Selected excerpt
A three-night stopover in Dubai. As it’s not my kind of place, I’d never come here for a holiday, so a three-night stopover was the perfect opportunity to see it… and then move on.
Initial observations about Dubai… Firstly, everything is shiny and new. Quite a lot of it is not yet finished. It’s like the playground of someone with a construction habit and ADHD. And a lot of money.
Sister (who used to live here) suggested a boat tour from the marina before I was able to check into my hotel. I decided to get the metro and the second thing struck me: men. Of the 200 or so people who I saw during my journey, I counted just 5 females, and 4 of these were western. Yet at no point have I felt uncomfortable or intimidated. Media portrayal of some Middle Eastern countries is one of huge gender inequality, yet I have seen no evidence of this so far. When I got off the metro to walk to the marina the third thing struck me: the heat. OMG, the heat. Not the warm, friendly, “wet” heat of Florida (I will remember forever the first time I stepped off the minibus and the world gave me what I can only describe as a warm, welcoming hug), but fierce, intense hotness.
Stopped for lunch at a deli, and got a “fruit and veg salad”. I won’t be posting all my meals (it’s not Facebook, you know 😉 but those that stand out. It was a delicious combination of fruit and veg that I’ve never seen in the UK: three colours of sweet pepper, coriander, cucumber, raw onion and various types of melon (topped off with a satay chicken stick).

Given data

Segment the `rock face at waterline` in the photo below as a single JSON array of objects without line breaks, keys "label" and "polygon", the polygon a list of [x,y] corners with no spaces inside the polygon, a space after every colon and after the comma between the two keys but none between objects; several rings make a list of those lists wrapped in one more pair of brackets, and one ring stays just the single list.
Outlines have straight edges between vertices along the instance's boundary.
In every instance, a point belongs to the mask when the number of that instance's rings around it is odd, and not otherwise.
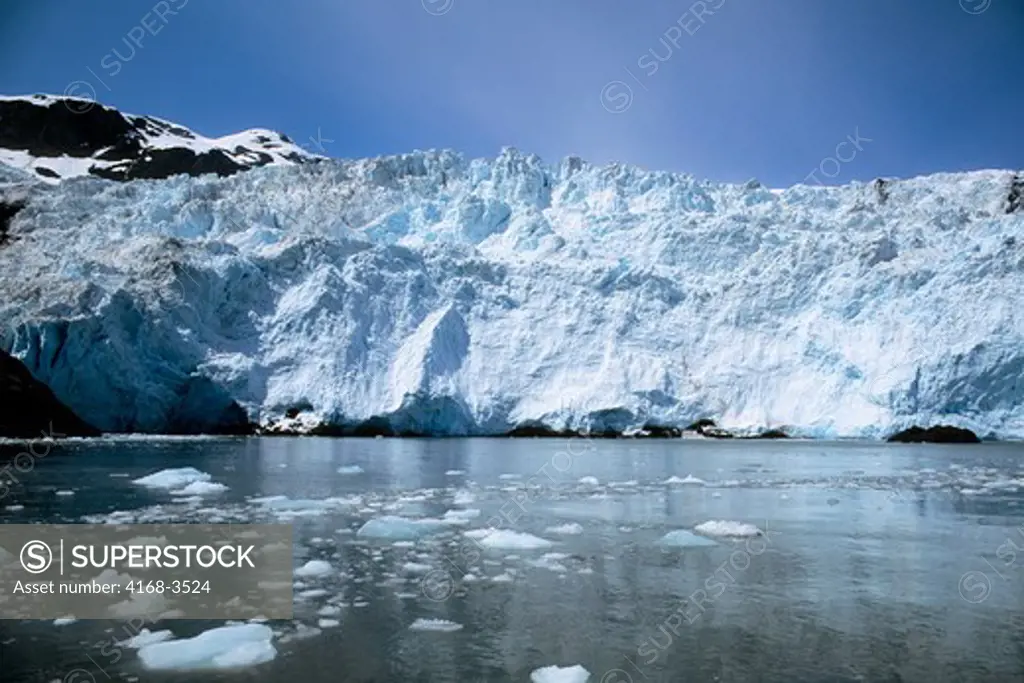
[{"label": "rock face at waterline", "polygon": [[0,351],[0,436],[34,439],[98,434],[19,360]]},{"label": "rock face at waterline", "polygon": [[1015,171],[770,189],[505,150],[57,180],[31,169],[74,136],[47,139],[0,165],[0,349],[104,430],[1024,437]]},{"label": "rock face at waterline", "polygon": [[910,427],[896,432],[886,439],[895,443],[981,443],[981,439],[970,429],[937,425],[935,427]]}]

Exercise requirements
(1) In the Dubai travel post, how many females did the writer count among the roughly 200 people seen on the metro journey?
(2) Repeat the Dubai travel post word for word, starting with "A three-night stopover in" and going on through "then move on.".

Per-task answers
(1) Five, four of whom were western.

(2)
A three-night stopover in Dubai. As it’s not my kind of place, I’d never come here for a holiday, so a three-night stopover was the perfect opportunity to see it… and then move on.